Bloco de texto:
----------

Pavões sobre os telhados atrás do refeitório do Instituto Mairiporã em 2011 — Foto: Felippe Zambrano.

Este laço, no entanto, tem duas pontas e 56 anos de extensão. Vamos começar pela ponta de dentro, que começou a ser forjada há exatamente um século. Thomaz Melo Cruz nasceu em 13 de julho de 1922, em Aracaju, Sergipe. Era filho do casal Eduardo Rodrigues da Cruz e Zuleika Melo Cruz. Na ausência de condições financeiras do pai, teve os estudos pagos por uma tia. Certa vez, durante a infância, a cidade de Thomaz Cruz foi invadida pelo bando de Lampião. Sua família fugiu assim que soube, mas como ele estava na rua, não conseguiram avisá-lo a tempo. O bando de Lampião encontrou o menino, que jogava bole de gude com amigos. Um dos cangaceiros do grupo se aproximou e falou: “Vamos jogar, quero ver se você é bom mesmo.”

 

Thomaz fez o ginásio em Salvador, na Bahia, no colégio jesuíta Antônio Vieira, e chegou a cursar um ano de Engenharia na Faculdade de Engenharia da Bahia (atual UFBA). Em 1940, um ano após o início da 2ª Guerra Mundial, o futuro empresário desiste da faculdade e se alista no Centro de Preparação de Oficiais da Reserva (CPOR).

----------

Informações fornecidas:
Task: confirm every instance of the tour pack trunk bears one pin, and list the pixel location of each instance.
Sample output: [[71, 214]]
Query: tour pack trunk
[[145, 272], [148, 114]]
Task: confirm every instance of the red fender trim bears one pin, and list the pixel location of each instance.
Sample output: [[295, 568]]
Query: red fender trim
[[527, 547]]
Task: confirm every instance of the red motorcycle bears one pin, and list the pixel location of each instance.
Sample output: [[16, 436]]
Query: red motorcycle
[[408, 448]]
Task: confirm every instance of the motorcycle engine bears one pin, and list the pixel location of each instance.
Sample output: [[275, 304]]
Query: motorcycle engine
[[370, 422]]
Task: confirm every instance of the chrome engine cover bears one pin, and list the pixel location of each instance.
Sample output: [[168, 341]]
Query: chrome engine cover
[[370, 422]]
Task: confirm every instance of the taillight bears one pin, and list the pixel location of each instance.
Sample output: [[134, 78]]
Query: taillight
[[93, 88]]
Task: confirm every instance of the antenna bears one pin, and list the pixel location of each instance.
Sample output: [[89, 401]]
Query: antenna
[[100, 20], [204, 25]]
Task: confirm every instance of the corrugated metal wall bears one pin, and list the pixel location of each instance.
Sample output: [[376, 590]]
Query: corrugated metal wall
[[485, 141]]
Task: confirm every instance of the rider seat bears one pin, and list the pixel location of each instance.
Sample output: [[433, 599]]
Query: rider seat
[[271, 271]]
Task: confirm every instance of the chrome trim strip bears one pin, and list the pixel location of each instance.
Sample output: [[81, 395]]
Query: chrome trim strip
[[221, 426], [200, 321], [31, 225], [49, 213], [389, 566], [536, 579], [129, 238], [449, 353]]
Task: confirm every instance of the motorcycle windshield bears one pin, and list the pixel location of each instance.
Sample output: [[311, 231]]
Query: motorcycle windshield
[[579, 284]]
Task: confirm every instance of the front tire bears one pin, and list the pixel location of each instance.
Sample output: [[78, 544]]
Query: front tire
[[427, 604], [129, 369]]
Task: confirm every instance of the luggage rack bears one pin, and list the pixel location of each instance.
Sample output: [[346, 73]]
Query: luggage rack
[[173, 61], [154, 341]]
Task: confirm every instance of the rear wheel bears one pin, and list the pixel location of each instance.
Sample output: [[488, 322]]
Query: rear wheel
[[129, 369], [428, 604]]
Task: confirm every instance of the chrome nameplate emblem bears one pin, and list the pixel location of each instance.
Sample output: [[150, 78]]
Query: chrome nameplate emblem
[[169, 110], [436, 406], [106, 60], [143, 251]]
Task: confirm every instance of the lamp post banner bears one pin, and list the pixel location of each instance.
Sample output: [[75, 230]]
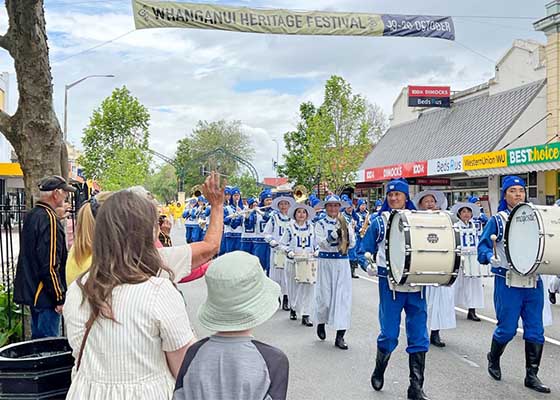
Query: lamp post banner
[[163, 14]]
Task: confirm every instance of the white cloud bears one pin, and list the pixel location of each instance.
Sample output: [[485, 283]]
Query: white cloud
[[187, 75]]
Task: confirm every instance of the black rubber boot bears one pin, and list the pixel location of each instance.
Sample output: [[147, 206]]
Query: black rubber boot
[[472, 315], [496, 351], [435, 339], [285, 305], [321, 331], [305, 320], [416, 364], [293, 315], [339, 341], [377, 377], [533, 355]]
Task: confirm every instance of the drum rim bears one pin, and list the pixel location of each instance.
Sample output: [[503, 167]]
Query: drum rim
[[540, 251], [407, 256]]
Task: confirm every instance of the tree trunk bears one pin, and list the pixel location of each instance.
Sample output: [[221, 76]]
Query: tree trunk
[[33, 130]]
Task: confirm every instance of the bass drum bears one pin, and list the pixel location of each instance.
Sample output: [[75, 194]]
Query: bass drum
[[532, 239], [422, 248]]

----------

Enunciado:
Segundo o texto sobre Thomaz Melo Cruz, por que a família dele não conseguiu avisá-lo quando o bando de Lampião invadiu a cidade?

Resposta:
A família fugiu assim que soube da invasão, mas Thomaz estava na rua e por isso não conseguiram avisá-lo a tempo.